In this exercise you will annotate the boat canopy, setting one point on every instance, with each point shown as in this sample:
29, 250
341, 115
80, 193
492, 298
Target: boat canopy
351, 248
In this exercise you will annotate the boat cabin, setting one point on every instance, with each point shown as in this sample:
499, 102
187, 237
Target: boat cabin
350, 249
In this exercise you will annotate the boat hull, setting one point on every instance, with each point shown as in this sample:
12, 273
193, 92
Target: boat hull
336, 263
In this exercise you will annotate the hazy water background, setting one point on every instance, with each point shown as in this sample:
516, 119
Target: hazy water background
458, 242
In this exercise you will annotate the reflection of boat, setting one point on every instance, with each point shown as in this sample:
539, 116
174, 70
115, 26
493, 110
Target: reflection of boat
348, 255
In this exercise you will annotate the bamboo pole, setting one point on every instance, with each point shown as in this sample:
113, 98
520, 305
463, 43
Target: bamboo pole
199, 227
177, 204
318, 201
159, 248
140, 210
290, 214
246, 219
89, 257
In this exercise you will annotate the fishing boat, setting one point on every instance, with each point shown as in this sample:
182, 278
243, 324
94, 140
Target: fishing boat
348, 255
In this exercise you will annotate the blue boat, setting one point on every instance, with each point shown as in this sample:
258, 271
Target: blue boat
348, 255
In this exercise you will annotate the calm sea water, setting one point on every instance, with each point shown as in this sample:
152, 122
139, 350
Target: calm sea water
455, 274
────────────────
REQUIREMENT:
Express every line of the rows above as a JSON list of strings, one string for each line, leaving out blank lines.

RESULT OF THE EXERCISE:
[
  "In this exercise you will annotate the boat canopy, setting one point on every instance, with each point shown as in this sample:",
  "29, 250",
  "341, 115",
  "80, 193",
  "492, 298",
  "Target: boat canopy",
  "351, 248",
  "In this exercise you will annotate the boat cabin, setting one point on every instance, with each point shown as in this sample:",
  "499, 102",
  "187, 237",
  "Target: boat cabin",
  "350, 249",
  "In this exercise you will annotate the boat hull, setting one point on every instance, with each point shown as in this sample:",
  "12, 273",
  "193, 92",
  "Target: boat hull",
  "336, 263",
  "In this exercise you will annotate the hazy water background, setting one point on every instance, with each point shown as in this sample:",
  "516, 119",
  "Target: hazy water background",
  "458, 242",
  "In this exercise you will annotate the reflection of boat, setting one point on every instance, with each point shown as in this sample:",
  "539, 116",
  "174, 70",
  "115, 26",
  "493, 110",
  "Target: reflection of boat",
  "348, 255",
  "In this exercise you will annotate the bamboo pole, setting one point on every instance, with each point shown as in this sample:",
  "113, 98",
  "520, 305",
  "463, 43",
  "Target: bamboo pole",
  "199, 227",
  "177, 204",
  "318, 201",
  "159, 248",
  "140, 210",
  "290, 214",
  "246, 219",
  "89, 257",
  "In this exercise you will annotate the fishing boat, setting one point on every instance, with each point shown as in this sample:",
  "182, 278",
  "243, 324",
  "94, 140",
  "Target: fishing boat",
  "348, 255",
  "In this exercise you will annotate the blue boat, setting one point on every instance, with each point shown as in this sample:",
  "258, 271",
  "Target: blue boat",
  "348, 255",
  "In this exercise you will annotate the calm sea water, setting one point on every instance, with each point shown as in this sample:",
  "152, 122",
  "139, 350",
  "Target: calm sea water",
  "455, 274"
]